» **PROMPT**
Isolate every line in the records below with "tower" in it.

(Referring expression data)
════════════════
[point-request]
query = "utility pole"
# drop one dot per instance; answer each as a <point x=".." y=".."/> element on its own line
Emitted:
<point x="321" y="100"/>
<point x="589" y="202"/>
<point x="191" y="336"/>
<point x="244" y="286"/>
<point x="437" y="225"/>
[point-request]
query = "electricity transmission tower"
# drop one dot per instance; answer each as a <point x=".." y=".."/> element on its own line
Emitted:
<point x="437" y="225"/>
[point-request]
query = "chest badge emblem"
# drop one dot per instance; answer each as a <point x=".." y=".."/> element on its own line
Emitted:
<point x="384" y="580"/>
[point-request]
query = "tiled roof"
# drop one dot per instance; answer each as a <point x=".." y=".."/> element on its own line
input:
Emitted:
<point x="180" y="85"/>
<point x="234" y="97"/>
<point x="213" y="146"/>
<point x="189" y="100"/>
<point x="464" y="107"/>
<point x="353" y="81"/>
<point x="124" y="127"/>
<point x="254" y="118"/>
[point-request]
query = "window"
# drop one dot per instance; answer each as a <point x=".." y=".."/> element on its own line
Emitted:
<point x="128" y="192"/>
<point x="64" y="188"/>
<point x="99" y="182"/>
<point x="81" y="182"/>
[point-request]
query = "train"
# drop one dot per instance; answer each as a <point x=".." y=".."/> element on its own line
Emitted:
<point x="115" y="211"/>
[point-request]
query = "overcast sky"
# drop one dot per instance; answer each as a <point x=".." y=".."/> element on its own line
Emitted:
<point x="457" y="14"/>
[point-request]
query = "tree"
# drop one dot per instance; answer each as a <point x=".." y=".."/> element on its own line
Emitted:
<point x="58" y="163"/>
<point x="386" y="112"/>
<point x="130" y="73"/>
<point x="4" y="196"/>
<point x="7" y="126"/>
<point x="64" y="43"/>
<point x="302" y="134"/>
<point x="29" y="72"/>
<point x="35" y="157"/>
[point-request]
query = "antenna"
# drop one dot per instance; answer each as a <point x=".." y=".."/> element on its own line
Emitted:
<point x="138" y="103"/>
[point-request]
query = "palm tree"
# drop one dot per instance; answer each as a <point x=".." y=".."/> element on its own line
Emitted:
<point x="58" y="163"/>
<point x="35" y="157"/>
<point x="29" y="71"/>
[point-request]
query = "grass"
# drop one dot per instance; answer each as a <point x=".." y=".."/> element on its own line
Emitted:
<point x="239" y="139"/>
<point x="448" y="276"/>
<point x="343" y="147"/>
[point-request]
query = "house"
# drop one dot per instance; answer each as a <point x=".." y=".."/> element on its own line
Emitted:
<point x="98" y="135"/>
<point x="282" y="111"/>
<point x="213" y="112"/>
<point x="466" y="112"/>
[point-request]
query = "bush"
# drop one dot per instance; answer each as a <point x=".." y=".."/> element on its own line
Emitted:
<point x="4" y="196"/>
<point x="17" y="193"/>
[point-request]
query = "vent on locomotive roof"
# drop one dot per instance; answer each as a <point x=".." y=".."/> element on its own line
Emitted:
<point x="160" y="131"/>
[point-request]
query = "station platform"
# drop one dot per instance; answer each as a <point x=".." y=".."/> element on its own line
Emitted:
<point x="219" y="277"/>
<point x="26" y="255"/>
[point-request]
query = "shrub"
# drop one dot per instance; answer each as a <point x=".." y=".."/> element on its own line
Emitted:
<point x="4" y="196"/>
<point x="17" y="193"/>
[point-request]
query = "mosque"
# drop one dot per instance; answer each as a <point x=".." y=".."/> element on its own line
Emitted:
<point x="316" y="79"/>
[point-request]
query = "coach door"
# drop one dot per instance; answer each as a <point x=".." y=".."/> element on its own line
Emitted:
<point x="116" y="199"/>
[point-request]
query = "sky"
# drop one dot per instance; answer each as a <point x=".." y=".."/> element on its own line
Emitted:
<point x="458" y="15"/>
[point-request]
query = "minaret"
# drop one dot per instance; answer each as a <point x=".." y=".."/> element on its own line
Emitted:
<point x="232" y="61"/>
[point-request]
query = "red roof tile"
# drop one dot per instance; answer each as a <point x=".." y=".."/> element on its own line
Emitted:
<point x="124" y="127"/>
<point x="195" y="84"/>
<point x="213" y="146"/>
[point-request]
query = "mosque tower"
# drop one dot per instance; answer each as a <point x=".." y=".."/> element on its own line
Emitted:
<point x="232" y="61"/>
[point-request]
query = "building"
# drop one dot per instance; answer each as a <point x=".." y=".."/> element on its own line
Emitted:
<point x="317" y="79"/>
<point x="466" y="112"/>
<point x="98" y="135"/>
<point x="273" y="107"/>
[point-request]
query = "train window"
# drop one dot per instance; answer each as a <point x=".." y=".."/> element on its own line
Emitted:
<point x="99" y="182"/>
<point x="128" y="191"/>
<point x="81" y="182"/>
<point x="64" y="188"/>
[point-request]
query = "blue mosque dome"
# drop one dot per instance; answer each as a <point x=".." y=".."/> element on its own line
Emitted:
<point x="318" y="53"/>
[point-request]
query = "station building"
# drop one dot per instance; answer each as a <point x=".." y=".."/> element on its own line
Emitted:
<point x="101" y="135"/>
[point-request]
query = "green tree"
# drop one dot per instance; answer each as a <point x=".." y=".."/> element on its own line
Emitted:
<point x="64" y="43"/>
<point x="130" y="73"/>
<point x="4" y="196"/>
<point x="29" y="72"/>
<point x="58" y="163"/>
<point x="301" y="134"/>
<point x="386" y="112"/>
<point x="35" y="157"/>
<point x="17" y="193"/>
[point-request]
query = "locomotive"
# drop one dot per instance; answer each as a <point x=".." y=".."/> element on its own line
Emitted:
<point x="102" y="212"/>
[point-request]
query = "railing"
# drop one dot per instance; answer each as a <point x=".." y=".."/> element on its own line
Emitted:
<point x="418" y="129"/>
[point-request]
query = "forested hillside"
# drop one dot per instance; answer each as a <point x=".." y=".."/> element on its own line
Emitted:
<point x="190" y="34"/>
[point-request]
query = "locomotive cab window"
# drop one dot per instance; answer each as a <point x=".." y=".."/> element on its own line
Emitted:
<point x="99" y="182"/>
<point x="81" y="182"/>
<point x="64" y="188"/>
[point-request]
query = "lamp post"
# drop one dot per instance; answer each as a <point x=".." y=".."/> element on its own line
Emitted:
════════════════
» **ANSWER SPACE**
query = "electricity transmission tower"
query = "mosque tower"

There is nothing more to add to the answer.